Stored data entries
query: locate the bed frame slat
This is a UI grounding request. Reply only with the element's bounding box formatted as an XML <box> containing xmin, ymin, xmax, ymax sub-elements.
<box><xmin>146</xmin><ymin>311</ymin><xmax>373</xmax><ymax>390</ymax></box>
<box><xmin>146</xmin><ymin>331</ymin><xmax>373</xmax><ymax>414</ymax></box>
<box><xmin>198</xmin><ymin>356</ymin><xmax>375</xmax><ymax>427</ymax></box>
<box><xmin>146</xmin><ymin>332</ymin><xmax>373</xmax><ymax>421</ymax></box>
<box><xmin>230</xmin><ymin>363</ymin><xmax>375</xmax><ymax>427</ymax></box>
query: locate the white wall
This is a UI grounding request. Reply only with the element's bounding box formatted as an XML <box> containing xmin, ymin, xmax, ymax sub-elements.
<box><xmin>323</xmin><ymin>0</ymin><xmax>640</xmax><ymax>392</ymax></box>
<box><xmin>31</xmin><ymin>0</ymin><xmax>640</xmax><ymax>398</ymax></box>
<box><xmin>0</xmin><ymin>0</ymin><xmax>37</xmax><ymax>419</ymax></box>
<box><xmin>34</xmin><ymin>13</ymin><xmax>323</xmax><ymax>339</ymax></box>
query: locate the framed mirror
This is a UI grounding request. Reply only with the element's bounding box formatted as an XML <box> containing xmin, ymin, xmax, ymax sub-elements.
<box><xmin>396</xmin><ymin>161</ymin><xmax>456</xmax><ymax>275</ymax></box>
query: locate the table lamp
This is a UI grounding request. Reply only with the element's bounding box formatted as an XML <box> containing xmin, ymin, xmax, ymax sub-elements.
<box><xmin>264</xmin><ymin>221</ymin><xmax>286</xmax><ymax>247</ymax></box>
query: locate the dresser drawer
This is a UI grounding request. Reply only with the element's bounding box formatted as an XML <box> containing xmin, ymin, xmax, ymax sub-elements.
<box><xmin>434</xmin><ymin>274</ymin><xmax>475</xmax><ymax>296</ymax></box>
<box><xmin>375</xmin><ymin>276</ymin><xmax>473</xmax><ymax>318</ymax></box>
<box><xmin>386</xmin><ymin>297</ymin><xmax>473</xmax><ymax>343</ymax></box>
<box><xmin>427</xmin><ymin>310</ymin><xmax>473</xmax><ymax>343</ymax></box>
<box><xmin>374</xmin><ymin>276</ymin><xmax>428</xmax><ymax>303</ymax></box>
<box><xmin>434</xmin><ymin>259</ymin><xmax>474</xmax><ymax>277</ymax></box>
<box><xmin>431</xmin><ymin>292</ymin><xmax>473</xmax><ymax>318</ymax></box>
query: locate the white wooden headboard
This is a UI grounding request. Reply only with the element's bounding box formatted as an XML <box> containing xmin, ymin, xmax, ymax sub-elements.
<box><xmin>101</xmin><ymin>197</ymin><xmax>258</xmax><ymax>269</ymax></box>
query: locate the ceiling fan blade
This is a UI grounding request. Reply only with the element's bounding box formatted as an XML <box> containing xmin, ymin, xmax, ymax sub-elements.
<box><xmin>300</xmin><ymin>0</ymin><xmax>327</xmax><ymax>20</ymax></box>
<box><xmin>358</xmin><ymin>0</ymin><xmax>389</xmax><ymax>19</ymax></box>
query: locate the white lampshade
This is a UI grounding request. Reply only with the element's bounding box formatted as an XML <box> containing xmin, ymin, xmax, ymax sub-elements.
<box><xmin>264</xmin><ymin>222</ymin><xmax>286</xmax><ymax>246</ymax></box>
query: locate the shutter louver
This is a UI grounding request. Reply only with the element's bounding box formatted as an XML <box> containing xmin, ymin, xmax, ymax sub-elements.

* **WORK TO BE COMPLETED**
Which lines in the records above include the word "white"? Copy them out.

* **RESPONSE TO THE TASK**
query: locate the white wall
query: locate the white wooden headboard
query: locate the white lampshade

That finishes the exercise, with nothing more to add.